▸ THE TASK
Throughout the records below, switch each "pixel coordinates" to "image coordinates" and leave everything else unchanged.
══ EXTRACTED INFORMATION
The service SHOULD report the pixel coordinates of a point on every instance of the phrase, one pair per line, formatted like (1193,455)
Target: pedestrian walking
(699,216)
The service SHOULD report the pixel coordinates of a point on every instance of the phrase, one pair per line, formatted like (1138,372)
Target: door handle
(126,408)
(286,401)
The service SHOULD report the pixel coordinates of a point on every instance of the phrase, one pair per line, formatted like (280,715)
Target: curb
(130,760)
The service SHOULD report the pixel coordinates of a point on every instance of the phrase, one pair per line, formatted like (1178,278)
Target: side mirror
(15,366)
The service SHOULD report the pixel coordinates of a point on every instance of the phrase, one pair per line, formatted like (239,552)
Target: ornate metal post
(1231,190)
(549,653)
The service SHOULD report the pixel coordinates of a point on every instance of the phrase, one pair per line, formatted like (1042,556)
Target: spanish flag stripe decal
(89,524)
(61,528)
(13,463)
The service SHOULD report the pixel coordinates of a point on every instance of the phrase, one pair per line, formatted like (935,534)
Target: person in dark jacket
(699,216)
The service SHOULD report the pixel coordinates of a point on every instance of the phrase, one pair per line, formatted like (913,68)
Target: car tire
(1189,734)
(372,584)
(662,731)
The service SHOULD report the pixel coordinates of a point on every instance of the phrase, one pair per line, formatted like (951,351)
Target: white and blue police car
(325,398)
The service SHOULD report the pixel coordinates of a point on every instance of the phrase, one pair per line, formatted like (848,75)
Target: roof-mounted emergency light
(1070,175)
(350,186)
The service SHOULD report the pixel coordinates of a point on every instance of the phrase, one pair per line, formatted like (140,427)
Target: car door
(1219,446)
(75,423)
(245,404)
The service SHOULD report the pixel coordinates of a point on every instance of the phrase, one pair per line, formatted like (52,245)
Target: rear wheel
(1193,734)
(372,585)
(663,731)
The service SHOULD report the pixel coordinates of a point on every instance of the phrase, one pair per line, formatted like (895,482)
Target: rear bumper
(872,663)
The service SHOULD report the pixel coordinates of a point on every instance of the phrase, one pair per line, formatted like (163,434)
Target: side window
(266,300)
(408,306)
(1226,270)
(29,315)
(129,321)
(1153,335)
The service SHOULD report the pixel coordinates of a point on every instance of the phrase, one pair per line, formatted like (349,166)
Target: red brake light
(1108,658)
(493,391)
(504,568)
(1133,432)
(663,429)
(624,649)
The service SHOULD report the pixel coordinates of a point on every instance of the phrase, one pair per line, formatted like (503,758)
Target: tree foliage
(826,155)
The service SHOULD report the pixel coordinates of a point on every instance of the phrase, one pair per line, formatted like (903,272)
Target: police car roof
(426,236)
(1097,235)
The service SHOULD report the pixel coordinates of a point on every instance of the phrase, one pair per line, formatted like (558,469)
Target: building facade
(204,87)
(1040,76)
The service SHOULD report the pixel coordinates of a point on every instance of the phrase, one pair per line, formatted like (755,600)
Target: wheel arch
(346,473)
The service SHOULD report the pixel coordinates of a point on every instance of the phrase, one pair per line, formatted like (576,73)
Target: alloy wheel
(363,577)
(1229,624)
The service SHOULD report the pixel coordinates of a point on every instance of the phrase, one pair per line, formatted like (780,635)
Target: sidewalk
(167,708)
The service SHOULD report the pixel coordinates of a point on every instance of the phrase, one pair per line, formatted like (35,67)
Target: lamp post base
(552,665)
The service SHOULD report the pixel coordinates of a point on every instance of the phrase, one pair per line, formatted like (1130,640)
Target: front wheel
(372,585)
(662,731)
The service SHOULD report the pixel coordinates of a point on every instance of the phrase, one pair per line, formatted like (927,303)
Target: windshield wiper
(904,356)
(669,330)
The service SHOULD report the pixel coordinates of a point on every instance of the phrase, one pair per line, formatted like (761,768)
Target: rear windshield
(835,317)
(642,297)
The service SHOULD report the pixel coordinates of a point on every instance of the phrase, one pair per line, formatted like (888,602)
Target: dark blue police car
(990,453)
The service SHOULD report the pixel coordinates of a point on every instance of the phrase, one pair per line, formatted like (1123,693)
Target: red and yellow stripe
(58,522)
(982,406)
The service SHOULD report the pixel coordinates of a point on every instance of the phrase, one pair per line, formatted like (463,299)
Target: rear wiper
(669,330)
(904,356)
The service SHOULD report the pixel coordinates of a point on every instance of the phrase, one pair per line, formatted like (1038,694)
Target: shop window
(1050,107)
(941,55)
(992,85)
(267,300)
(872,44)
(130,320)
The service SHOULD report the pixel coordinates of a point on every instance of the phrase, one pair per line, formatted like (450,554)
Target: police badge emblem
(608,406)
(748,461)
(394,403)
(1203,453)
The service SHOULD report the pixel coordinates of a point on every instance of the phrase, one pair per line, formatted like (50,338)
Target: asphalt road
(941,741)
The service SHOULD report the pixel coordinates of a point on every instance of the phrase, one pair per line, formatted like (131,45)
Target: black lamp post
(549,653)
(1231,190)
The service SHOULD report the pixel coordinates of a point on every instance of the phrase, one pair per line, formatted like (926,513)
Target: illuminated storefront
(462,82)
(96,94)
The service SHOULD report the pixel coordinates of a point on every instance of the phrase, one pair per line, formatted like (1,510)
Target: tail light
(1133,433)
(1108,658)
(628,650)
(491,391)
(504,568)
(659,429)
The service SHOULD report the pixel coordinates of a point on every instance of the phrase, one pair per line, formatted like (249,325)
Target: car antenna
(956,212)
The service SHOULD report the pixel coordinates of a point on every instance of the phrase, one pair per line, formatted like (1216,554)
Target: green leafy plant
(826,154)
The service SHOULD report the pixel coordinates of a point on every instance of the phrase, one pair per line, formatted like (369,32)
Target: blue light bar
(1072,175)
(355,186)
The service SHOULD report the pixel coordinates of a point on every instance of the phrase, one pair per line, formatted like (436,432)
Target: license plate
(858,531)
════
▸ CORRECT OUTPUT
The service SHOULD report the image coordinates of a point on every instance of the phrase, one pair per line, formatted like (1193,455)
Target: pedestrian walking
(699,216)
The service SHOULD report the image coordinates of a point on every instance of the phrase, one pair per line, formatted like (1138,372)
Target: door handle
(126,408)
(286,401)
The service SHOULD report the image coordinates of a point on every instance of the phrase, one pair per line, formatted like (280,715)
Target: curb
(130,760)
The service SHOULD report the image coordinates of a point on every instance of the phrase, one pair per line, formatted like (1178,278)
Target: side mirror
(15,366)
The service SHOULD report the image coordinates of a point on every instance of the phrase, one pair per line, formatted like (239,552)
Target: ornate metal post
(1231,190)
(549,653)
The service SHOULD report the image coordinates of a point on every instance of the phrase, one pair per line, formatted like (1042,556)
Target: spanish flag stripe decal
(89,524)
(61,528)
(13,463)
The service SHOULD report the image coordinates of a point on every instance of the phrase, one pair per line, formatted like (935,534)
Target: person in dark jacket
(699,216)
The service SHOULD report the image coordinates of a point on every instance of the phrase, one pair per line, formatted like (913,68)
Target: car tire
(1189,734)
(372,584)
(662,731)
The service SHOULD report the image coordinates of a point on every instance of the phrase, one pair per line, formatted like (951,351)
Target: white and blue police car
(325,398)
The service SHOULD report the image coordinates of a point on every instance of the phrase, one pair per line, formatted like (848,75)
Target: roof-mounted emergency light
(1070,175)
(350,186)
The service SHOULD report the image coordinates of a point on every instance of the phrase, one pair per line, formatted like (140,427)
Target: car door
(1219,446)
(75,423)
(245,404)
The service SHOULD report the image coordinates of a point on every instance of the phrase, one pair per line, formatted like (52,245)
Target: rear wheel
(1193,734)
(372,585)
(663,731)
The service SHOULD report the image coordinates of a point on every instance of the phrase, one pair per line, formatted like (895,482)
Target: rear bumper
(872,663)
The service SHOULD report the image coordinates of a point on every instance of the phrase, one pair per line, formatted like (163,434)
Target: side window
(266,300)
(408,306)
(1226,270)
(29,315)
(129,321)
(1153,335)
The service SHOULD report the image coordinates of a point on every instance of the phrase, one pair per line, formatted like (349,166)
Target: red brake light
(1108,658)
(493,391)
(504,568)
(1133,432)
(663,429)
(624,649)
The service SHOULD report the image coordinates of a point on every instance of the phrase, one pair per line, formatted like (503,758)
Target: tree foliage
(826,155)
The service SHOULD report the image coordinates of a point on every instance of the phrase, one pair per line, formatted like (903,272)
Target: police car roof
(426,236)
(1097,235)
The service SHOULD report the image coordinates of a point on every instance of the phrase, one pair per line, formatted like (558,469)
Target: building facade
(204,87)
(1040,76)
The service SHOULD report the image coordinates of a point on every instance of the phrase, one pair per line, formatted like (755,600)
Target: wheel arch
(346,473)
The service SHOULD report the image coordinates of a point on every instance of the phrase, one pair per line, formatted like (576,73)
Target: alloy wheel
(363,577)
(1229,624)
The service SHOULD report the image coordinates of a point on every instance of the phrase, one pair per line, formatted like (780,635)
Target: sidewalk
(167,708)
The service SHOULD report the image coordinates of a point on every instance of the phrase, one pair per line, formatted like (35,67)
Target: lamp post base
(552,665)
The service SHOULD report the image coordinates of a point on every instance of the phrase, one pair per line, formatted like (1130,640)
Target: front wheel
(372,585)
(662,731)
The service SHOULD report the image coordinates of a point on every instance of the phrase, one pair per line, formatted like (927,303)
Target: windshield wiper
(904,356)
(669,330)
The service SHOULD report the image coordinates of a point on every instance of the phrase, one pair per line, formatted like (761,768)
Target: rear windshield
(835,317)
(642,297)
The service SHOULD report the image coordinates of a point on every instance of the phrase, one pair per line, formatted like (888,602)
Target: dark blue police car
(990,453)
The service SHOULD report the image coordinates of a point on every instance of the phrase, one pair per line, formatted like (1123,693)
Target: red and yellow stripe
(58,522)
(982,406)
The service SHOULD report the image coordinates of a point on every instance of the phrase, one pair per line, formatted like (463,299)
Target: rear wiper
(669,330)
(904,356)
The service SHOULD report the image coordinates of a point on every instance of the phrase, one pair per line, formatted like (1038,694)
Target: shop window
(1050,107)
(941,55)
(992,85)
(267,300)
(872,44)
(130,320)
The service SHOULD report the image coordinates of a point on every instance of the phrase, one pair per line, formatted like (450,554)
Target: police badge emblem
(608,406)
(748,461)
(394,403)
(1203,453)
The service SHOULD report the image coordinates of a point on every instance of the phrase, one pair per line, formatted like (50,338)
Target: asphalt road
(941,741)
The service SHOULD report the image coordinates of a point on every instance of the phrase, one pair per line, formatted like (131,45)
Target: black lamp post
(549,653)
(1231,190)
The service SHOULD report the image coordinates of a point on every instance of the phrase, one pair per line, formatted like (926,513)
Target: illuminated storefront
(462,82)
(96,94)
The service SHOULD report the image coordinates of a point on every instance of the phrase, one pair per line, formatted like (1,510)
Target: tail light
(1133,433)
(1108,658)
(628,650)
(491,391)
(504,568)
(659,429)
The service SHOULD report the image coordinates of a point on every instance of the phrase, one pair per line, formatted like (249,325)
Target: car antenna
(956,212)
The service SHOULD report the image coordinates of a point on every instance of the phrase, one pair per line, formatted like (1216,554)
Target: green leafy plant
(826,154)
The service SHOULD report the image coordinates of a point on every instance of the phrase, one pair per line, formatted like (369,32)
Target: blue light bar
(1072,175)
(355,186)
The service SHOULD report the image coordinates of a point on every instance of the phrase, one pair per line, formatted like (436,432)
Target: license plate
(858,531)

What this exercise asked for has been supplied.